## OBJECTIF 1:
Extrayez de l'article sur les voitures autonomes le passage qui s'ouvre sur les mots contenant « La Navigation Autonome » et se referme sur « planifier des trajectoires. ».

## EXTRAIT DE PAGE:
((

Les voitures autonomes peuvent-elles penser ?

Jeremy Cohen
France School of AI
9 min readJul 17, 2018
Photo by Juan Cruz Mountford on Unsplash

La Navigation Autonome

Cet article fait suite aux articles :
- l’IA…Et le véhicule fut autonome
- La fusion de capteurs
- Les voitures autonomes et la localisation

Nous nous situons désormais à l’étape Path Planning dans laquelle notre voiture utilise sa connaissance de l’environnement et de sa position pour planifier des trajectoires.

Fonctionnement d’un véhicule autonome

Dans l’étape de Planning, nous devons prendre des décisions. Ce sujet est un des plus difficiles, il s’agit là d’implémenter le cerveau d’un véhicule autonome.

Choisissez

Cette image est un problème moral populaire où nous devons choisir qui sacrifier si nous n’avons plus de freins. Bien que peu probable, ce sujet permet de se demander comment une voiture autonome ferait si elle doit décider seule.

Prédictions

La première étape consiste à prédire ce que chacun de ces élément fera. Un piéton est susceptible de se déplacer tandis qu’un panneau restera immobile.

Nous pouvons utiliser deux approches :

  1. Pour chaque situation possible (insertion d’autoroute, intersection, …), modéliser toutes les trajectoires possibles pour un véhicule.
  2. Faire appel au Machine Learning pour, suivant les observations actuelles, établir une similarité avec les données d’entraînement et ainsi corréler cela à une trajectoire.
  3. L’approche par modélisation

Lorsque l’on modélise une trajectoire, nous devons imaginer tous les choix possibles pour la voiture que nous trackons. Prenons le cas où nous nous insérons sur une autoroute.

))

Entrées de repérage de position
((

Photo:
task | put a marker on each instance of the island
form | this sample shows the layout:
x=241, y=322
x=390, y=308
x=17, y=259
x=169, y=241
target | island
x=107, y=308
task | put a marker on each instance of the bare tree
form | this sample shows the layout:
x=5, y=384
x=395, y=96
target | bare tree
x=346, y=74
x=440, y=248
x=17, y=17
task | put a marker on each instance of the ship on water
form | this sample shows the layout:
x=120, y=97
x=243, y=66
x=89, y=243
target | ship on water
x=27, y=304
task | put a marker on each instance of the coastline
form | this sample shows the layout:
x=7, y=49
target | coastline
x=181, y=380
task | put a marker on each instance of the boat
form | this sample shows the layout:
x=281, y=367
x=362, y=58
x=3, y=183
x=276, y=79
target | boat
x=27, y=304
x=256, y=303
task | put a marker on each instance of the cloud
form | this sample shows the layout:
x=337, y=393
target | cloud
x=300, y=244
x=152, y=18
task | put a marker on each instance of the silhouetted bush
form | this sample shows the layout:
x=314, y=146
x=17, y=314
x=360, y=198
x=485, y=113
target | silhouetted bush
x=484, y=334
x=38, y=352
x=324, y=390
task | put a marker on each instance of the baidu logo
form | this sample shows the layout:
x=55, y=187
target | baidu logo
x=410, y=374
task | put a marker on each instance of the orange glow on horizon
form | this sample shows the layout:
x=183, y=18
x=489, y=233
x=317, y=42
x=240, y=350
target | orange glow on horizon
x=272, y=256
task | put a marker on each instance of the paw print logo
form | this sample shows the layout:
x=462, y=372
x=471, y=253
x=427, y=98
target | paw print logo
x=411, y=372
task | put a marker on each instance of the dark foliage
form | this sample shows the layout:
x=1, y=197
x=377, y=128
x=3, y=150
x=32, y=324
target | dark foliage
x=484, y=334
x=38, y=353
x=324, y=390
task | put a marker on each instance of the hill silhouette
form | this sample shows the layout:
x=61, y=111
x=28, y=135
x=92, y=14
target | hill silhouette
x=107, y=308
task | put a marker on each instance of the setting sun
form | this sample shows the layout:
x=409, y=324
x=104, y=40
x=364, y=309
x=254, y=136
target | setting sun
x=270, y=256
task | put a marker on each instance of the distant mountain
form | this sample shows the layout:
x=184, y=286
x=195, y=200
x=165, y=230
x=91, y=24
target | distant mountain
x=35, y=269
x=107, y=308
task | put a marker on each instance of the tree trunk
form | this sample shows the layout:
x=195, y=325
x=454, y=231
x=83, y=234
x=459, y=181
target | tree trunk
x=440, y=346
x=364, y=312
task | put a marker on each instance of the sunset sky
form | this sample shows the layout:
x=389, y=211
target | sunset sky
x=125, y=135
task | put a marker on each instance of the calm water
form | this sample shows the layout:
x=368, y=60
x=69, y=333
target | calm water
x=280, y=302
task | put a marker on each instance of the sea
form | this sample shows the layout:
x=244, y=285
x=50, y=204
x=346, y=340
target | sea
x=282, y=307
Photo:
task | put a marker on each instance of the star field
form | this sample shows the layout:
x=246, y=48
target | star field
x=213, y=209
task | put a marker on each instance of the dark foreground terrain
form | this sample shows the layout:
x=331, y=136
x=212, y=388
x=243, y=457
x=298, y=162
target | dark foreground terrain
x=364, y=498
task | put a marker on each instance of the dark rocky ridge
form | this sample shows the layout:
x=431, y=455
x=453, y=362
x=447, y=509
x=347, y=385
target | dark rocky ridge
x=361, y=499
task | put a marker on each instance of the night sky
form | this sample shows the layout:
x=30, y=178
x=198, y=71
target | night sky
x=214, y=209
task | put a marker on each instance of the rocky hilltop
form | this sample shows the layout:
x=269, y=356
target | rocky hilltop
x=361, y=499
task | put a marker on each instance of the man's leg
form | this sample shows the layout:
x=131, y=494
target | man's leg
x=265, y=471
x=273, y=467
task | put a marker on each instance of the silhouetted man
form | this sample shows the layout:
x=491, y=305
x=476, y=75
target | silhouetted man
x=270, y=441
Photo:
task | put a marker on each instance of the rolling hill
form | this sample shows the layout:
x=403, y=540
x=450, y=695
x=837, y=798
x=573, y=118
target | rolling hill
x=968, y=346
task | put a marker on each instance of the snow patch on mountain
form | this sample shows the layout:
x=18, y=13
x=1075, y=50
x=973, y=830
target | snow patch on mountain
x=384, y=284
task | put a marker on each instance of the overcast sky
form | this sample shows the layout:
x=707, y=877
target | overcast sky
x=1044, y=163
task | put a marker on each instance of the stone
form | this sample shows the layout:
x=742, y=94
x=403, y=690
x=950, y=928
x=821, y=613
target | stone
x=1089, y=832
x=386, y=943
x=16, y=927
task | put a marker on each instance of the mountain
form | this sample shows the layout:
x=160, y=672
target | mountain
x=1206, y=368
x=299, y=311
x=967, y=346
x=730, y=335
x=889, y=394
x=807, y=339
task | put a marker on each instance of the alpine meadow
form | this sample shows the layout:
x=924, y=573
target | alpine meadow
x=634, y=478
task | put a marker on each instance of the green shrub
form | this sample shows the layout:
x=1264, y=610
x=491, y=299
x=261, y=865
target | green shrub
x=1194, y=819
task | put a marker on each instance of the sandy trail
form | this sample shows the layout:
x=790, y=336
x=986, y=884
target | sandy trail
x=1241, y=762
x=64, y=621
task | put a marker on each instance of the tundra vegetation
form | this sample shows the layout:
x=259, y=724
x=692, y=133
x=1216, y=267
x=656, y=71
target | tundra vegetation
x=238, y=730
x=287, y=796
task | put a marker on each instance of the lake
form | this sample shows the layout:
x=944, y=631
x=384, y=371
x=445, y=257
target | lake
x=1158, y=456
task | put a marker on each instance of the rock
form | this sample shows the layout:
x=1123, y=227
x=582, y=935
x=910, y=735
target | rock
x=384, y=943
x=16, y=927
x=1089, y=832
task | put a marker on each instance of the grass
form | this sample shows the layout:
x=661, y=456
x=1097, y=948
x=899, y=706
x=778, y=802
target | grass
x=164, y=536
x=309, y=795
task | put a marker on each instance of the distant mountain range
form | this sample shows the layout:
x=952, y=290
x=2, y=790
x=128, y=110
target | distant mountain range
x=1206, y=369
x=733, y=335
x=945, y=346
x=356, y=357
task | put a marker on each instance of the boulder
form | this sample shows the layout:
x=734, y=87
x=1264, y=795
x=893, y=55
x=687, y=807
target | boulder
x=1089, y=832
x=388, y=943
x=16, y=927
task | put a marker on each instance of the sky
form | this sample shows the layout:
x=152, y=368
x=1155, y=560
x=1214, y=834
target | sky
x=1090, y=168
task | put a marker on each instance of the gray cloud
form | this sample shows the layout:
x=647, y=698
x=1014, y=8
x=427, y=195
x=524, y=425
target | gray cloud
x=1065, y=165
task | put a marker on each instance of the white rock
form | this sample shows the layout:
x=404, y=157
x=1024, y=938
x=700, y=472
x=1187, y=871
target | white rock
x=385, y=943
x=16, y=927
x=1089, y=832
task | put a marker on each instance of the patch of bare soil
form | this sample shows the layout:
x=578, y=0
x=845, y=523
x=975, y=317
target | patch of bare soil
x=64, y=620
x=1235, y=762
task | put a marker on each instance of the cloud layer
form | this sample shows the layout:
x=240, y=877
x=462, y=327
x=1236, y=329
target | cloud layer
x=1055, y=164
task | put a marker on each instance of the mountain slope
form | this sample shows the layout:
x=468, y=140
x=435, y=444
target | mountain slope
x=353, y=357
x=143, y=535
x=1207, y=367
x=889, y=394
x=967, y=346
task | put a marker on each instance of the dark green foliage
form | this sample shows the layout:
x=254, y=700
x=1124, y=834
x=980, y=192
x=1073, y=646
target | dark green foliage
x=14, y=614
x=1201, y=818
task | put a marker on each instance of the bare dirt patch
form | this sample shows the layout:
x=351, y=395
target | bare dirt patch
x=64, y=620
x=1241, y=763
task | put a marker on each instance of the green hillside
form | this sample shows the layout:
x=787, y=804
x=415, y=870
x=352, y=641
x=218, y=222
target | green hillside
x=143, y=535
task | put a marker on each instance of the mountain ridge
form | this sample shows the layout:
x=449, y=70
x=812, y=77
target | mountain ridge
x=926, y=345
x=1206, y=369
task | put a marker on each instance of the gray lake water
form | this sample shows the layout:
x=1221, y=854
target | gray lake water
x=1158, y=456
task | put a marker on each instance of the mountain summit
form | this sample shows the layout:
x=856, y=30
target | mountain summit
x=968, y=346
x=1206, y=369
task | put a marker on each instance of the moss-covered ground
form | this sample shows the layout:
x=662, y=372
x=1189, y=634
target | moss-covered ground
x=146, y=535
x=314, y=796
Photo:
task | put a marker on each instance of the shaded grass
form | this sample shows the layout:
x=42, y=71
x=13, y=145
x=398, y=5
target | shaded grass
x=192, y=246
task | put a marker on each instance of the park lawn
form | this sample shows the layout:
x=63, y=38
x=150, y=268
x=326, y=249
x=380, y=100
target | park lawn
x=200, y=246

))

## OBJECTIF 2:
Dans les entrées, recopiez à l'identique les lignes allant de celle qui contient « task | put a marker on each instance of the calm » jusqu'à celle qui contient « x=282, y=307 », ces deux lignes incluses, et rien d'autre.

## RÉPONSE DE L'EXERCICE 1:
La Navigation Autonome

Cet article fait suite aux articles :
- l’IA…Et le véhicule fut autonome
- La fusion de capteurs
- Les voitures autonomes et la localisation

Nous nous situons désormais à l’étape Path Planning dans laquelle notre voiture utilise sa connaissance de l’environnement et de sa position pour planifier des trajectoires.

## RÉPONSE DE L'EXERCICE 2:
task | put a marker on each instance of the calm water
form | this sample shows the layout:
x=368, y=60
x=69, y=333
target | calm water
x=280, y=302
task | put a marker on each instance of the sea
form | this sample shows the layout:
x=244, y=285
x=50, y=204
x=346, y=340
target | sea
x=282, y=307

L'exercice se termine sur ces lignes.